Referring expression data:
════

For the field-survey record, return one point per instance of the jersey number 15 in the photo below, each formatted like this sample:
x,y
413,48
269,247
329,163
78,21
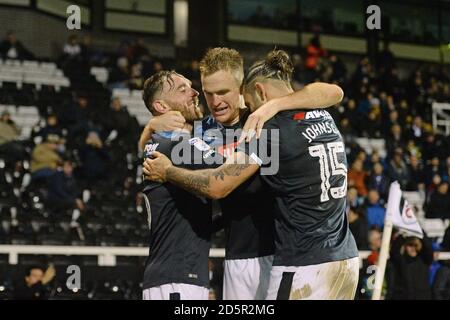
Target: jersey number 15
x,y
326,161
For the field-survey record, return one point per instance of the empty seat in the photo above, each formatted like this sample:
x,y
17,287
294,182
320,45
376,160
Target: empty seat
x,y
434,228
121,93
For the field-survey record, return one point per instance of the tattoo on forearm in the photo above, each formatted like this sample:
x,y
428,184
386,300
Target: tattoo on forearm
x,y
230,170
198,182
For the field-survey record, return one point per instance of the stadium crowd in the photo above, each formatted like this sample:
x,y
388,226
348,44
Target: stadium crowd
x,y
77,176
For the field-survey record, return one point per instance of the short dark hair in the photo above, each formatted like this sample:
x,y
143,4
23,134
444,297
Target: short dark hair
x,y
31,268
277,66
154,85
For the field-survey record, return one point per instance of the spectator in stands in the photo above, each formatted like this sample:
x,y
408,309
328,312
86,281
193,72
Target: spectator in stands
x,y
34,286
395,140
45,158
432,169
9,131
375,237
386,59
314,53
410,258
375,211
94,159
416,180
352,198
397,170
120,120
63,190
436,265
11,48
357,177
339,69
52,127
11,149
416,131
441,285
413,149
260,18
371,128
438,206
430,149
72,49
379,181
139,49
120,74
359,228
135,82
352,116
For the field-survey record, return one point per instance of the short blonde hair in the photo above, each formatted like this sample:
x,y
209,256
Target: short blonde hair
x,y
226,59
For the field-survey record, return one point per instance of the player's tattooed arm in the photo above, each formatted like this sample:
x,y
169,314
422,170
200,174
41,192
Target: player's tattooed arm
x,y
170,121
316,95
211,183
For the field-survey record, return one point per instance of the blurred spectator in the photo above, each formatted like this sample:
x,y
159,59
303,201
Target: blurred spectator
x,y
45,158
432,169
410,258
439,205
314,53
391,121
352,197
34,286
375,237
397,170
357,177
339,69
413,149
395,141
358,226
416,180
11,149
120,121
72,49
63,191
135,82
260,18
416,132
9,131
120,74
139,49
94,159
52,127
375,212
386,59
372,125
441,284
11,48
436,265
379,181
430,149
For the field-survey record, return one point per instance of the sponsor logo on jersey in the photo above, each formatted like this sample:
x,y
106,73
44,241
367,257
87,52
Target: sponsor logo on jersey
x,y
317,130
316,114
227,150
150,148
199,144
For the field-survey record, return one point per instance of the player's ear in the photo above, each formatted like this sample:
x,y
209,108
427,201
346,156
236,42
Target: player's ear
x,y
260,92
160,106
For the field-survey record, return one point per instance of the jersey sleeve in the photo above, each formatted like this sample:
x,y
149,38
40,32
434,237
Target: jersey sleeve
x,y
265,150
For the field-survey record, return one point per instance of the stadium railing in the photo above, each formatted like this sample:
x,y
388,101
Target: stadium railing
x,y
107,255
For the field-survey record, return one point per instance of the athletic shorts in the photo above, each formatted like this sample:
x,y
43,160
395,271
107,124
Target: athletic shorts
x,y
246,279
335,280
176,291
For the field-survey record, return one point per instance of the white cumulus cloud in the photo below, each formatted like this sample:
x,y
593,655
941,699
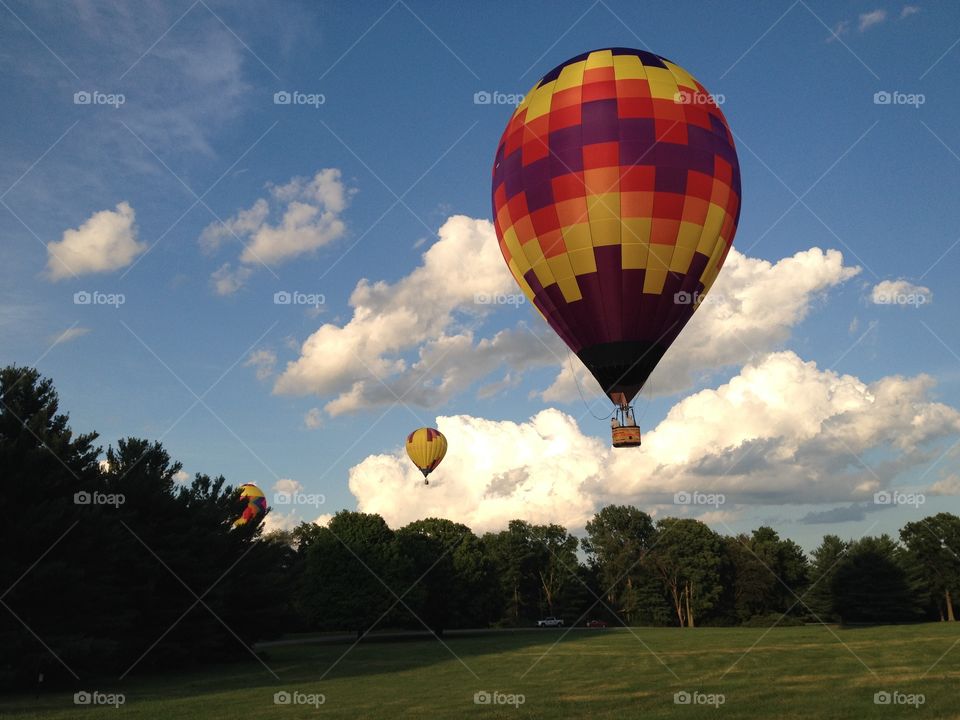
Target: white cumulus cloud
x,y
421,312
308,216
751,309
868,20
106,241
781,431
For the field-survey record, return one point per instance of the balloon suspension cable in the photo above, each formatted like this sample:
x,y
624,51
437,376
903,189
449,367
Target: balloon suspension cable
x,y
580,390
645,406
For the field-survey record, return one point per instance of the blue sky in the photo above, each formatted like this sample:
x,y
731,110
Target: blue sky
x,y
198,138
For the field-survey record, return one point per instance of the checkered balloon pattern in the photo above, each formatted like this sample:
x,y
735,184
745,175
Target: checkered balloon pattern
x,y
616,196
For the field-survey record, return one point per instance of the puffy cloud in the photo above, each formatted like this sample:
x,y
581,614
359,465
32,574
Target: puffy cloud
x,y
313,419
365,362
106,241
900,292
421,311
287,486
781,431
493,471
309,217
868,20
751,309
841,28
264,361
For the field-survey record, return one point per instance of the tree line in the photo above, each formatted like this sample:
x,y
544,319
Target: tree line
x,y
113,568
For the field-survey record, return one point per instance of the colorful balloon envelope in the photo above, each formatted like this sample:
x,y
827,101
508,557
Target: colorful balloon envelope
x,y
254,504
426,447
616,196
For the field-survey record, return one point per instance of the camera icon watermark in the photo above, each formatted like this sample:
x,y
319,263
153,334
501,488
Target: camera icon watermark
x,y
695,298
898,497
98,498
698,498
485,697
284,697
901,298
296,297
295,97
95,697
695,97
95,97
95,297
696,697
299,498
884,97
515,299
484,97
896,697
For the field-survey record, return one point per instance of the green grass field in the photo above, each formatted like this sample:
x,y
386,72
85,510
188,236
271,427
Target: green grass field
x,y
801,672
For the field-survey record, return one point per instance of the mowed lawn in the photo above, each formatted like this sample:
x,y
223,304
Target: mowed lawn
x,y
805,672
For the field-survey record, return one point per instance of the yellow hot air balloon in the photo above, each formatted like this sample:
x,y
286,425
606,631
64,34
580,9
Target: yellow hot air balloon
x,y
426,447
254,504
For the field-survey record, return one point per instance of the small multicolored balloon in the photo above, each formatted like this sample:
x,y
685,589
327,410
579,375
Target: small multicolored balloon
x,y
426,447
254,504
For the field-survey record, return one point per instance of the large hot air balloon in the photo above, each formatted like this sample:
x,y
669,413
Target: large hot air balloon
x,y
254,504
426,447
616,196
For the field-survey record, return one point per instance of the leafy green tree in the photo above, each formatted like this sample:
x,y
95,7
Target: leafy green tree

════

▶ _Your objective_
Lines with "below" in the records above: copy every one of them.

▶ _Final answer_
For the field-survey record, return one point per instance of the jersey number 15 in the photo below, each formatted like this sample:
For the field-survey record, return one point per instance of the white cumulus cloud in the photo below, each formatted like this sample:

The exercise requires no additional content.